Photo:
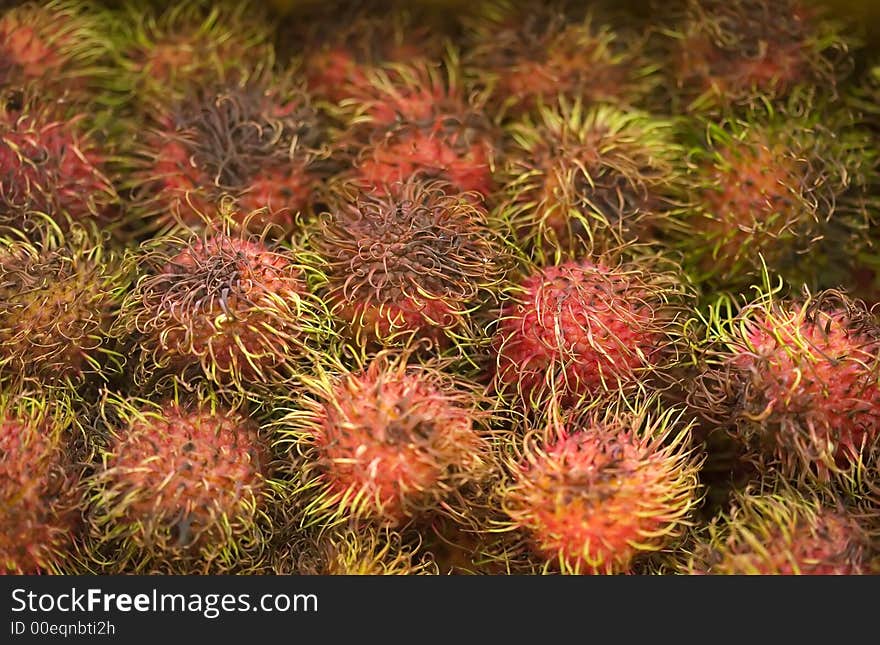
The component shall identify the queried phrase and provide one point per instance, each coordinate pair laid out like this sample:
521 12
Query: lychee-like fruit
597 492
338 58
797 379
50 166
727 53
783 533
384 443
580 180
778 188
226 307
412 265
586 328
163 51
260 144
365 550
181 489
58 300
39 487
531 54
60 47
420 118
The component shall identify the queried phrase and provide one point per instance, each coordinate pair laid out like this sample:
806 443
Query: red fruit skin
216 461
391 444
467 166
815 383
48 167
228 305
594 498
579 328
38 499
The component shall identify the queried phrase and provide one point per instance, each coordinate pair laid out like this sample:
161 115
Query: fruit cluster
376 288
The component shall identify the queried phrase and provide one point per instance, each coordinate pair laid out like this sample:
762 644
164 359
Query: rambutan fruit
530 54
420 118
581 180
163 51
799 380
58 300
260 143
383 443
50 166
786 188
411 265
585 328
783 532
734 53
222 306
181 488
59 46
40 489
338 57
598 492
365 550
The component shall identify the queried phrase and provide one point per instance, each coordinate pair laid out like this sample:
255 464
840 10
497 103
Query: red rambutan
181 488
586 328
259 143
581 180
411 265
798 380
595 493
58 300
39 487
50 167
742 52
224 307
385 443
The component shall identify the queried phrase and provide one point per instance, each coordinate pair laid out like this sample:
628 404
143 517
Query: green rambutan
784 187
420 118
383 443
411 265
50 166
531 54
783 532
58 300
364 550
597 492
59 46
580 180
180 489
163 52
725 53
228 307
337 59
585 328
799 380
260 143
40 489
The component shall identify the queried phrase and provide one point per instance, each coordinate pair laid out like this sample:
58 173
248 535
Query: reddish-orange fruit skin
38 497
48 167
593 497
256 143
802 381
734 53
582 329
388 442
226 304
410 265
182 488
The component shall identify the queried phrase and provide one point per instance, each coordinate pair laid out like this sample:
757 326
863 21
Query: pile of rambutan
382 288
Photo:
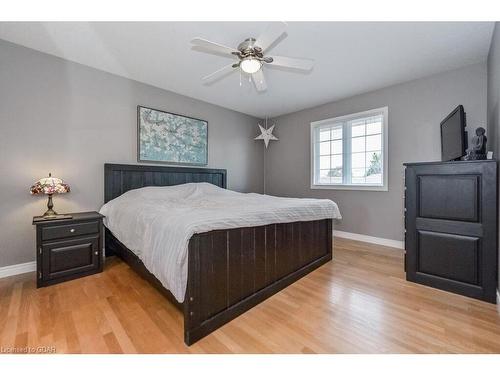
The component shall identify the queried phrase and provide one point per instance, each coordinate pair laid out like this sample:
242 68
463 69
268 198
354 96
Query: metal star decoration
266 135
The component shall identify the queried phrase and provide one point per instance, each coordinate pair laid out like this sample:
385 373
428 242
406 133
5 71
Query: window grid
333 171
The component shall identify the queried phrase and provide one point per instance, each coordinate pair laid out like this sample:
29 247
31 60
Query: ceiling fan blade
291 62
212 46
218 74
259 81
270 35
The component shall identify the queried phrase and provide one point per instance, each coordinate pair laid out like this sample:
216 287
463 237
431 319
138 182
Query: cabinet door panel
449 255
68 257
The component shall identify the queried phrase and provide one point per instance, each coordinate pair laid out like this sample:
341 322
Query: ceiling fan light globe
250 65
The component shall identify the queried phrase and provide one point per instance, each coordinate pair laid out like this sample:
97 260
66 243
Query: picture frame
170 138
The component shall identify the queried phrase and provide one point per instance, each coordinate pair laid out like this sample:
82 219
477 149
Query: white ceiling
351 57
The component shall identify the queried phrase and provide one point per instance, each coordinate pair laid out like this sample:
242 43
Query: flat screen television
453 135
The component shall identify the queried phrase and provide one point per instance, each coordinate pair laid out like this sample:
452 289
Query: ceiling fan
251 56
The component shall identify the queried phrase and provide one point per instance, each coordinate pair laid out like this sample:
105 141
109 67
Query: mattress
156 223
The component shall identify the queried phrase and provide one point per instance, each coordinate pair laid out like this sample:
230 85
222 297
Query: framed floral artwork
164 137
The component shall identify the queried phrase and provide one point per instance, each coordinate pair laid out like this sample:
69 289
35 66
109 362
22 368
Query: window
350 152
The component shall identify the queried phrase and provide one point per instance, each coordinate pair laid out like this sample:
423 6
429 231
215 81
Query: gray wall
61 117
494 101
415 111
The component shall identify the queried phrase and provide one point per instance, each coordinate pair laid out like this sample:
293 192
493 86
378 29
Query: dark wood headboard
120 178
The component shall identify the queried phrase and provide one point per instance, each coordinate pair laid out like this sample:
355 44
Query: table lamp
50 185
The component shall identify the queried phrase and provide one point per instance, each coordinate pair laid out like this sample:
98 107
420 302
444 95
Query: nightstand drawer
69 230
68 257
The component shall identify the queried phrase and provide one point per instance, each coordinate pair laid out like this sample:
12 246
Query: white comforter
156 223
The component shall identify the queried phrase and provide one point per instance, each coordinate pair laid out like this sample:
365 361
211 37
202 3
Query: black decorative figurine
477 151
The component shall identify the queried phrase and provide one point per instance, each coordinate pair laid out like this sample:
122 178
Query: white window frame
384 111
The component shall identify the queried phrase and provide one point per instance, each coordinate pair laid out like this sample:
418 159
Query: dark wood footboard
230 271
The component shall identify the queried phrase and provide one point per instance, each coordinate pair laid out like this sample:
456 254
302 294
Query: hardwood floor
358 303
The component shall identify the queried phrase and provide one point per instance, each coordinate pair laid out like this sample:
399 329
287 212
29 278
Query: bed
228 271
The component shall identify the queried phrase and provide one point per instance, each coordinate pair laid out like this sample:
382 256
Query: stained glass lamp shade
50 185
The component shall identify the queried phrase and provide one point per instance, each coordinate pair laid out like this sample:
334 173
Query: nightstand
68 248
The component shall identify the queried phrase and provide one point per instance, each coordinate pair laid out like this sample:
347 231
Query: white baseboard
17 269
370 239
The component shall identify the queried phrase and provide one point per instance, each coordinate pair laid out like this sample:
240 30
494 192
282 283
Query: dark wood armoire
451 228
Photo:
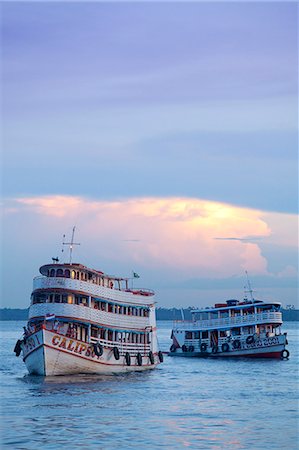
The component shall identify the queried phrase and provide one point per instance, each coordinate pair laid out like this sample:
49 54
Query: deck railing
85 313
133 296
229 322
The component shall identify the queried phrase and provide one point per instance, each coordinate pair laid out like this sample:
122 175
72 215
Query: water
185 403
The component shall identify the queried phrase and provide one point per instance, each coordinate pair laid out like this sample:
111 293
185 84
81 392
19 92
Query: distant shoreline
288 315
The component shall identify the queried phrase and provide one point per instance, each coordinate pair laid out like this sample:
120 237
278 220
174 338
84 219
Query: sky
166 132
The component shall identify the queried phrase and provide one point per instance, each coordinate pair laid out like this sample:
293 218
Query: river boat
82 320
251 328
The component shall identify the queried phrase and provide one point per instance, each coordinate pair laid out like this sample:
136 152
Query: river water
184 403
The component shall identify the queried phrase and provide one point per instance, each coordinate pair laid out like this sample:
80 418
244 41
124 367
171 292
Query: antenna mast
249 286
71 244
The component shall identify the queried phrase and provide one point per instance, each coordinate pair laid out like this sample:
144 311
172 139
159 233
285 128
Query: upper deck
226 316
130 296
78 278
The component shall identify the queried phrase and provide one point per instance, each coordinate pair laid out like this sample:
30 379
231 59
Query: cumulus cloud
161 233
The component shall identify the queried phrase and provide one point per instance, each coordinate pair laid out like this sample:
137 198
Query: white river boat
82 320
251 328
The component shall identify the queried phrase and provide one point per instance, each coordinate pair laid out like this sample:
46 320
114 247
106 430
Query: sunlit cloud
167 233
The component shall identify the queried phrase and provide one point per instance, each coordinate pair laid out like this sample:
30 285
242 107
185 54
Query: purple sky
118 101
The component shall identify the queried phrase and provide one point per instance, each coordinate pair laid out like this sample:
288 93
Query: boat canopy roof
242 305
44 270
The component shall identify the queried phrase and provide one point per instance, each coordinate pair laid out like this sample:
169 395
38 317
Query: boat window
236 331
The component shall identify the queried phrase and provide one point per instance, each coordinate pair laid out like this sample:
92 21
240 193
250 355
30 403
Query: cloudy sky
166 132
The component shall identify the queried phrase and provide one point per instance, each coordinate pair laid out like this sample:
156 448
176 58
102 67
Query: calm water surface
185 403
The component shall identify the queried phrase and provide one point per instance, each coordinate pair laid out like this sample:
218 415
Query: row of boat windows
120 336
233 313
78 275
80 332
232 332
45 297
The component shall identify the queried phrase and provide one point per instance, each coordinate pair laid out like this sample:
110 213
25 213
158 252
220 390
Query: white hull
48 353
262 348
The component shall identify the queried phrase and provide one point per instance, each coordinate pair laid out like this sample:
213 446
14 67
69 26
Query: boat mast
250 291
71 244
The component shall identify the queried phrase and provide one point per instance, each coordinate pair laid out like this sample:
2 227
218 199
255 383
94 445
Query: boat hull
47 353
266 348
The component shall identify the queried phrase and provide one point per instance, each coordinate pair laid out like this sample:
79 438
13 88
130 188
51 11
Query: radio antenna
250 291
71 244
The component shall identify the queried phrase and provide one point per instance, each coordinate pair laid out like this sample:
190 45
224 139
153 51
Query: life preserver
18 347
285 354
151 357
203 347
160 356
139 359
98 349
116 353
128 358
225 347
237 344
250 340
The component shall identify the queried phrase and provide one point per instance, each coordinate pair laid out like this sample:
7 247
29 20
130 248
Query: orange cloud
168 233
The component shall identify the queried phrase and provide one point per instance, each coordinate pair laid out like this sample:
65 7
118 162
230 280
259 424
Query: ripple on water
191 403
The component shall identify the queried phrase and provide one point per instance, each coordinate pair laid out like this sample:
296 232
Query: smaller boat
251 328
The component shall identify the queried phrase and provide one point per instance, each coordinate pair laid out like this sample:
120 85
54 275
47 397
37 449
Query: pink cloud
160 233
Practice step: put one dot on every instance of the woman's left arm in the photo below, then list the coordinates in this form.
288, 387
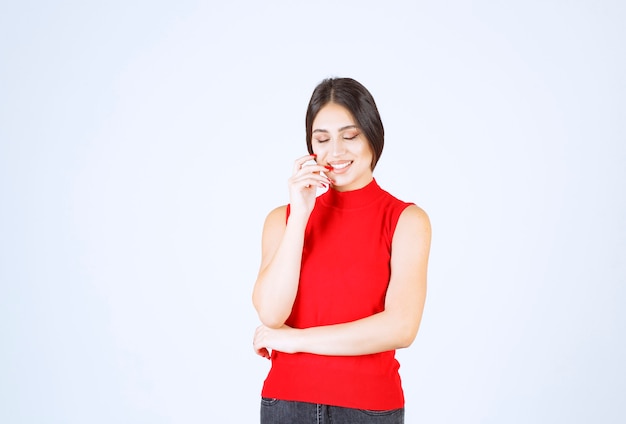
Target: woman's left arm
393, 328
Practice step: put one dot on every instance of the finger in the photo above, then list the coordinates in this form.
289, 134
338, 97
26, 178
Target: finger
310, 180
263, 352
299, 163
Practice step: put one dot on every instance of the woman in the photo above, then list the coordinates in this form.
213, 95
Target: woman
342, 281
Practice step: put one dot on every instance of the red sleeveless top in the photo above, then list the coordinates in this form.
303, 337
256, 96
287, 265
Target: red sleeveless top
344, 277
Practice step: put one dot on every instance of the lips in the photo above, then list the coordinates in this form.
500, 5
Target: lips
339, 167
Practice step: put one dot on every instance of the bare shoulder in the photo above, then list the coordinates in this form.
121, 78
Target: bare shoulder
414, 219
275, 223
277, 216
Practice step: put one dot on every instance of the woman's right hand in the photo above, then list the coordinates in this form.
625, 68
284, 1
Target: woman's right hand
303, 184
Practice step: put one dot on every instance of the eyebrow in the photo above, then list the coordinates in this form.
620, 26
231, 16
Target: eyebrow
347, 127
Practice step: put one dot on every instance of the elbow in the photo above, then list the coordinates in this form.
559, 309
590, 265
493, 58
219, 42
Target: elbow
406, 334
268, 317
406, 339
271, 320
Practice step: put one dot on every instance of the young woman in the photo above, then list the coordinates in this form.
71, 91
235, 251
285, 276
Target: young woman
342, 281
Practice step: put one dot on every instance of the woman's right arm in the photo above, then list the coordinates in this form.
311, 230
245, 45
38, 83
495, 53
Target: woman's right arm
277, 284
281, 252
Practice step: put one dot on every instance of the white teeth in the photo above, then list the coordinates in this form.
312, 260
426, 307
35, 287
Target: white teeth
341, 166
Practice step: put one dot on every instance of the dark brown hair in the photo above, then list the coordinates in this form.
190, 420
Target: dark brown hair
352, 95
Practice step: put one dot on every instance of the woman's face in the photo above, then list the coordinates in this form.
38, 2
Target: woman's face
338, 142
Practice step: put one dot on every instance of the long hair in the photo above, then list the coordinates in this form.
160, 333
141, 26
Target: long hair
352, 95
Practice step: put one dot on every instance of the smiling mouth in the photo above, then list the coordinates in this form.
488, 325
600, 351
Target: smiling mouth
340, 166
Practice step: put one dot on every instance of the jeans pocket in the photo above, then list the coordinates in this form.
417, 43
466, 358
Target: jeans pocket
268, 401
382, 413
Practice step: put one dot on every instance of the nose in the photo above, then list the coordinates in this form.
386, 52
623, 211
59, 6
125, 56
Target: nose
338, 148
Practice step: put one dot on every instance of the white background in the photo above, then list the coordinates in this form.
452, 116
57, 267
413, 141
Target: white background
142, 144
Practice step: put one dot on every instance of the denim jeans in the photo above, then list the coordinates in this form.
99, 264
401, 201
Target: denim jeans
275, 411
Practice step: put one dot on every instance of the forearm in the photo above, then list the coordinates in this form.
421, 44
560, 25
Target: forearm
277, 284
378, 333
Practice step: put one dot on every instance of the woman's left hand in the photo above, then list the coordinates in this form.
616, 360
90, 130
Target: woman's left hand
266, 339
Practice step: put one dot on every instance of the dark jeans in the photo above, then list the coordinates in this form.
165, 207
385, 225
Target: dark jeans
274, 411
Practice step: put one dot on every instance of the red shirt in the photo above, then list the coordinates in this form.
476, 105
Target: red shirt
344, 277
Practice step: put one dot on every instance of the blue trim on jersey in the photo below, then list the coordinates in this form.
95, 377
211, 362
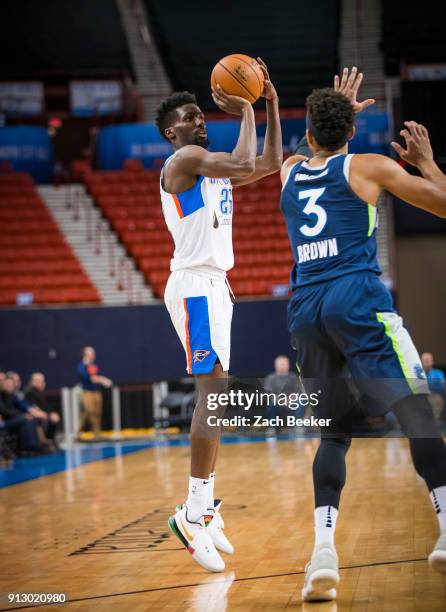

• [Exercise requirements]: From the listing above, count every line where the word "below" occurs; the answer is that number and nothing else.

• [Your solution]: 2